- Your task -
Return every line below exactly, leaving nothing out.
═════ Task data
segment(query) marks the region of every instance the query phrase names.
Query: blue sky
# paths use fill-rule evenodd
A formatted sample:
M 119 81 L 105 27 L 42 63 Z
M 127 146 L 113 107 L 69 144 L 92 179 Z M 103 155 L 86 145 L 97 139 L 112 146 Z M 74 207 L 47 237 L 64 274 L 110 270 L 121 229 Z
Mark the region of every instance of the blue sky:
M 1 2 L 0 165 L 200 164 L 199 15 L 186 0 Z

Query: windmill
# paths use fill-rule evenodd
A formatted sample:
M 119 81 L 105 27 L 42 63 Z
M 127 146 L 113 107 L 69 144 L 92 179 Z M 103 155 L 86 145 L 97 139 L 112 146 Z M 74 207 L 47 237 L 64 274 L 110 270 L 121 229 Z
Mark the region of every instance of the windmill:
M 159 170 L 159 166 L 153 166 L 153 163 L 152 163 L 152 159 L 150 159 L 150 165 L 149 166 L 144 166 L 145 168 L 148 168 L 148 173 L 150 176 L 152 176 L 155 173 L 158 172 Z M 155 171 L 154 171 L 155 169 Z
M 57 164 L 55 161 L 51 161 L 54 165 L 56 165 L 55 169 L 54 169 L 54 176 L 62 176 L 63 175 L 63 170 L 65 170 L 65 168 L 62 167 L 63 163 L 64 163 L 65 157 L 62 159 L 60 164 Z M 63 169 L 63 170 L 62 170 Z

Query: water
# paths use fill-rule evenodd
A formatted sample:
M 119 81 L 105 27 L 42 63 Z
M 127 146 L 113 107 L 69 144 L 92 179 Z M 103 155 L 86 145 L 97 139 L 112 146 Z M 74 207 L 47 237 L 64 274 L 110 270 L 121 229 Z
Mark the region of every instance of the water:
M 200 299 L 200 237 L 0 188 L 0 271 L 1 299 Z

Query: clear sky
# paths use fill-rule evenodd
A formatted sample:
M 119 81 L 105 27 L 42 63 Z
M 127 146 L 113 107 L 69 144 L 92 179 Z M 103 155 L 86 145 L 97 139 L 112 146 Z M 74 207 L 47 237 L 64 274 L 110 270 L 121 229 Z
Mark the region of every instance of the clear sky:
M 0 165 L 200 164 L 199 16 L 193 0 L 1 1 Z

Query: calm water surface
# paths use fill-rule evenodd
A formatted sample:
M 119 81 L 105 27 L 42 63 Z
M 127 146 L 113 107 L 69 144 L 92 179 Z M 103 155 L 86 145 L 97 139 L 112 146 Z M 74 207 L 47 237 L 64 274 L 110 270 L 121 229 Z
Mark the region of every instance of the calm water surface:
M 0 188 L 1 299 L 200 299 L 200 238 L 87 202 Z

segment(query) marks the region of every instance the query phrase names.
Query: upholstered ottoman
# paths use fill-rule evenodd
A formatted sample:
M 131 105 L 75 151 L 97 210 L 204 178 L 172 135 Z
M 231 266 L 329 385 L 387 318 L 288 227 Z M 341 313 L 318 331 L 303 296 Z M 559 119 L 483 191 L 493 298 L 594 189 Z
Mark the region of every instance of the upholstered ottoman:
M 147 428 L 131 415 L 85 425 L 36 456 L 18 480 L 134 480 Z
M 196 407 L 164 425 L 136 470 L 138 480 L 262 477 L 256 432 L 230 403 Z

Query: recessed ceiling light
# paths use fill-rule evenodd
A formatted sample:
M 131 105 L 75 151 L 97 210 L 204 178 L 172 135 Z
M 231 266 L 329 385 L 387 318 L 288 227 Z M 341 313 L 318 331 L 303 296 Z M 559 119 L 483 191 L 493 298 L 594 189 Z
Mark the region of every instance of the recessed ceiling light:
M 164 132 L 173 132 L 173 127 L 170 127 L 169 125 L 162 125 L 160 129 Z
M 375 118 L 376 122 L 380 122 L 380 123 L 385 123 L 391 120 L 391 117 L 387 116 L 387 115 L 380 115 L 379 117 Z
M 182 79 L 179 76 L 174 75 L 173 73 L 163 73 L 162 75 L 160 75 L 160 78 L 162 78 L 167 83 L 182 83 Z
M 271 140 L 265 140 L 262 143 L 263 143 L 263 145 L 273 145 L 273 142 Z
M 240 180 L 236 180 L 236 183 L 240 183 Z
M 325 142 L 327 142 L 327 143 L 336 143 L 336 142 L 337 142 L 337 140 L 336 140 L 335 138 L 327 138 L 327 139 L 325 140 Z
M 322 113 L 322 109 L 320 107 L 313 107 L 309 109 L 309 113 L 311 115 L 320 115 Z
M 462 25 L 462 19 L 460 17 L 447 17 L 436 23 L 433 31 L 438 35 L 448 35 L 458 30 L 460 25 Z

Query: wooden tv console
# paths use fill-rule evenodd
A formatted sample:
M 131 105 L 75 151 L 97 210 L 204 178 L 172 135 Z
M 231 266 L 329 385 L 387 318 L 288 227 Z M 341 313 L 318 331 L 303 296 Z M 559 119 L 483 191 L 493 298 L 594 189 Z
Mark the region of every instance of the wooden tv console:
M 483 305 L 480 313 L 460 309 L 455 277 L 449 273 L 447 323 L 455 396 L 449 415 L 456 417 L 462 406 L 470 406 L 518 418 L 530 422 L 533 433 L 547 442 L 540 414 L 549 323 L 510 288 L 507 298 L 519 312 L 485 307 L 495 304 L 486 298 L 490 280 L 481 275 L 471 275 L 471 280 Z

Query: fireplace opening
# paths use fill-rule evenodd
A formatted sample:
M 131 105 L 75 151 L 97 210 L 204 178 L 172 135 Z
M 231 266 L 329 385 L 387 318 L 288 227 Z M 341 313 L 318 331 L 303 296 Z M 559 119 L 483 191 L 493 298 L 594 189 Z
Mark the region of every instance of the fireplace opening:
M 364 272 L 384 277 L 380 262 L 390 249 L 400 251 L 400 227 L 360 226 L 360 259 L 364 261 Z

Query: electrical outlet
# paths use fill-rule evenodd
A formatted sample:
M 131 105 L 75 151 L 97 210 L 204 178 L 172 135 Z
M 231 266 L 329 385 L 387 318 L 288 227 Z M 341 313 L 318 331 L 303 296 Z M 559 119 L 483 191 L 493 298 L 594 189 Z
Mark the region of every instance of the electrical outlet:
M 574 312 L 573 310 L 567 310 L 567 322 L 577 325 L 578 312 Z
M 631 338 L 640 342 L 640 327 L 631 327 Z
══════════
- Response for this exercise -
segment(query) marks the region of every instance the query phrase names.
Query: blue sky
# paths use fill-rule evenodd
A formatted sample:
M 119 81 L 105 27 L 42 63 Z
M 127 146 L 113 107 L 69 144 L 92 179 Z M 103 155 L 86 145 L 97 139 L 112 146 Z M 74 207 L 47 237 L 64 274 L 110 270 L 121 229 Z
Mark the region of every instance of the blue sky:
M 1 2 L 0 165 L 200 164 L 199 15 L 186 0 Z

Query: windmill
# paths use fill-rule evenodd
A formatted sample:
M 119 81 L 105 27 L 42 63 Z
M 127 146 L 113 107 L 69 144 L 92 179 Z M 103 155 L 86 145 L 97 139 L 112 146 Z M 74 207 L 47 237 L 64 274 L 110 270 L 121 229 Z
Mark the region of every instance of the windmill:
M 159 170 L 159 166 L 153 166 L 153 163 L 152 163 L 152 159 L 150 159 L 150 165 L 149 166 L 144 166 L 145 168 L 148 168 L 148 173 L 150 176 L 152 176 L 155 173 L 158 172 Z M 155 171 L 154 171 L 155 169 Z
M 57 164 L 55 161 L 51 161 L 54 165 L 56 165 L 55 169 L 54 169 L 54 176 L 62 176 L 63 175 L 63 170 L 65 170 L 65 168 L 62 167 L 63 163 L 64 163 L 65 157 L 62 159 L 60 164 Z M 63 169 L 63 170 L 62 170 Z

Query: water
# paths use fill-rule evenodd
A formatted sample:
M 119 81 L 105 27 L 42 63 Z
M 127 146 L 113 107 L 69 144 L 92 179 Z M 103 155 L 86 145 L 97 139 L 112 146 Z M 74 207 L 47 237 L 64 274 L 110 270 L 121 229 Z
Mark the region of every instance of the water:
M 200 299 L 200 237 L 0 188 L 0 271 L 1 299 Z

Query: clear sky
# paths use fill-rule evenodd
A formatted sample:
M 119 81 L 105 27 L 42 63 Z
M 127 146 L 113 107 L 69 144 L 92 179 Z M 103 155 L 86 145 L 97 139 L 112 146 Z M 74 207 L 47 237 L 64 274 L 110 270 L 121 229 Z
Mark the region of every instance of the clear sky:
M 0 165 L 200 164 L 199 16 L 193 0 L 1 1 Z

Query: calm water surface
# paths use fill-rule evenodd
A formatted sample:
M 119 81 L 105 27 L 42 63 Z
M 127 146 L 113 107 L 69 144 L 92 179 Z M 103 155 L 86 145 L 97 139 L 112 146 Z M 74 207 L 47 237 L 64 274 L 110 270 L 121 229 Z
Mark the region of every instance of the calm water surface:
M 0 188 L 1 299 L 200 299 L 200 238 L 87 202 Z

segment(query) marks the region of every instance the query phrase names.
Query: upholstered ottoman
# paths use fill-rule evenodd
A formatted sample:
M 131 105 L 75 151 L 97 210 L 204 178 L 172 135 Z
M 231 266 L 329 385 L 387 318 L 288 227 Z M 341 313 L 318 331 L 303 296 Z M 559 119 L 483 191 L 493 298 L 594 189 Z
Mark the region of every instance of the upholstered ottoman:
M 147 428 L 131 415 L 85 425 L 36 456 L 18 480 L 134 480 Z
M 196 407 L 164 425 L 136 470 L 138 480 L 262 477 L 256 432 L 230 403 Z

Query: recessed ceiling light
# paths use fill-rule evenodd
A formatted sample:
M 131 105 L 75 151 L 97 210 L 204 178 L 172 135 Z
M 231 266 L 329 385 L 387 318 L 288 227 Z M 341 313 L 318 331 L 303 296 Z M 559 119 L 483 191 L 493 298 L 594 189 Z
Mark the region of every instance of the recessed ceiling light:
M 164 132 L 173 132 L 173 127 L 170 127 L 169 125 L 162 125 L 160 129 Z
M 375 118 L 376 122 L 380 122 L 380 123 L 385 123 L 391 120 L 391 117 L 387 116 L 387 115 L 380 115 L 379 117 Z
M 182 79 L 179 76 L 174 75 L 173 73 L 163 73 L 162 75 L 160 75 L 160 78 L 162 78 L 167 83 L 182 83 Z
M 271 140 L 265 140 L 262 143 L 263 143 L 263 145 L 273 145 L 273 142 Z
M 240 180 L 236 180 L 236 183 L 240 183 Z
M 325 142 L 327 142 L 327 143 L 336 143 L 336 142 L 337 142 L 337 140 L 336 140 L 335 138 L 327 138 L 327 139 L 325 140 Z
M 322 113 L 322 109 L 320 107 L 313 107 L 309 109 L 309 113 L 311 115 L 320 115 Z
M 462 25 L 462 19 L 460 17 L 447 17 L 436 23 L 433 31 L 438 35 L 448 35 L 458 30 L 460 25 Z

Query: wooden tv console
# paths use fill-rule evenodd
A formatted sample:
M 131 105 L 75 151 L 97 210 L 204 178 L 172 135 Z
M 231 266 L 329 385 L 387 318 L 288 227 Z M 341 313 L 318 331 L 303 296 Z M 559 119 L 483 191 L 493 298 L 594 189 Z
Mark the region of every instance of the wooden tv console:
M 483 305 L 480 313 L 460 309 L 455 277 L 449 273 L 447 323 L 455 396 L 449 415 L 456 417 L 462 406 L 470 406 L 518 418 L 530 422 L 533 433 L 547 442 L 540 414 L 549 323 L 510 288 L 507 298 L 519 312 L 485 307 L 495 304 L 486 298 L 490 280 L 481 275 L 471 275 L 471 280 Z

Query: fireplace opening
# paths use fill-rule evenodd
A formatted sample:
M 131 105 L 75 151 L 97 210 L 204 178 L 172 135 Z
M 231 266 L 329 385 L 387 318 L 288 227 Z M 341 313 L 318 331 L 303 296 Z M 559 119 L 483 191 L 493 298 L 594 189 Z
Mark the region of every instance of the fireplace opening:
M 364 272 L 384 277 L 380 262 L 390 249 L 400 251 L 400 227 L 360 226 L 360 259 L 364 261 Z

Query: electrical outlet
# paths use fill-rule evenodd
A formatted sample:
M 131 105 L 75 151 L 97 210 L 204 178 L 172 135 Z
M 231 266 L 329 385 L 387 318 L 288 227 Z M 341 313 L 318 331 L 303 296 Z M 559 119 L 483 191 L 493 298 L 594 189 Z
Mark the region of every instance of the electrical outlet:
M 574 312 L 573 310 L 567 310 L 567 322 L 577 325 L 578 312 Z
M 631 338 L 640 342 L 640 327 L 631 327 Z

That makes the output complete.